→ **JOB**:
Starting at the line that contains "Phrase: woman's white shirt" and running through the final line of the records, give those lines as a numbered list with blank lines left out.

START

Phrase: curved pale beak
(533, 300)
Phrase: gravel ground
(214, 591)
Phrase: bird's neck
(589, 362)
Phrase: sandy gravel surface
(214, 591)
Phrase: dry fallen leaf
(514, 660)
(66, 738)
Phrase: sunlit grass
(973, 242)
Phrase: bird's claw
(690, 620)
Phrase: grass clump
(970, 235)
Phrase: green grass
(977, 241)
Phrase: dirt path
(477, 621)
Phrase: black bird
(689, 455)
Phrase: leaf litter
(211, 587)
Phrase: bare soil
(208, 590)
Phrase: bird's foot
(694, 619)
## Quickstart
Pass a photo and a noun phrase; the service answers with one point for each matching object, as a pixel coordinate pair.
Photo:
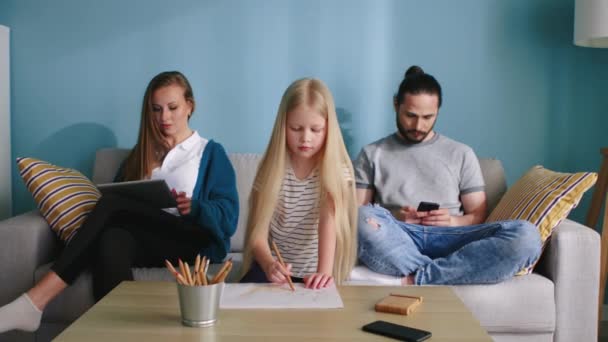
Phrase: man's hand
(440, 217)
(409, 215)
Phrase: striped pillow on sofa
(544, 198)
(64, 196)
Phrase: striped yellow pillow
(64, 196)
(543, 197)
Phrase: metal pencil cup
(199, 305)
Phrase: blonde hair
(332, 164)
(151, 147)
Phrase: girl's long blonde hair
(336, 187)
(151, 146)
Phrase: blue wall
(516, 88)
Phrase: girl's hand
(184, 204)
(318, 281)
(276, 273)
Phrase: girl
(121, 233)
(303, 196)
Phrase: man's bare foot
(408, 280)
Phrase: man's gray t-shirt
(402, 174)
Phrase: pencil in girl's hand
(276, 251)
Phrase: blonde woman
(121, 232)
(303, 196)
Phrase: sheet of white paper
(270, 296)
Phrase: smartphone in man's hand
(427, 206)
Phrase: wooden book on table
(398, 304)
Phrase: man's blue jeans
(480, 254)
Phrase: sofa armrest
(572, 261)
(27, 242)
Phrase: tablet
(155, 193)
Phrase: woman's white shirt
(181, 165)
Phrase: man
(448, 245)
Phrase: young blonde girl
(306, 173)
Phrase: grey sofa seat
(556, 303)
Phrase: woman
(121, 233)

END

→ **TASK RESPONSE**:
1. Phrase: woman's white shirt
2. (181, 165)
3. Phrase: man
4. (448, 245)
5. Phrase: young blonde girl
6. (306, 173)
7. Phrase: grey sofa seat
8. (556, 303)
9. Phrase: woman
10. (121, 233)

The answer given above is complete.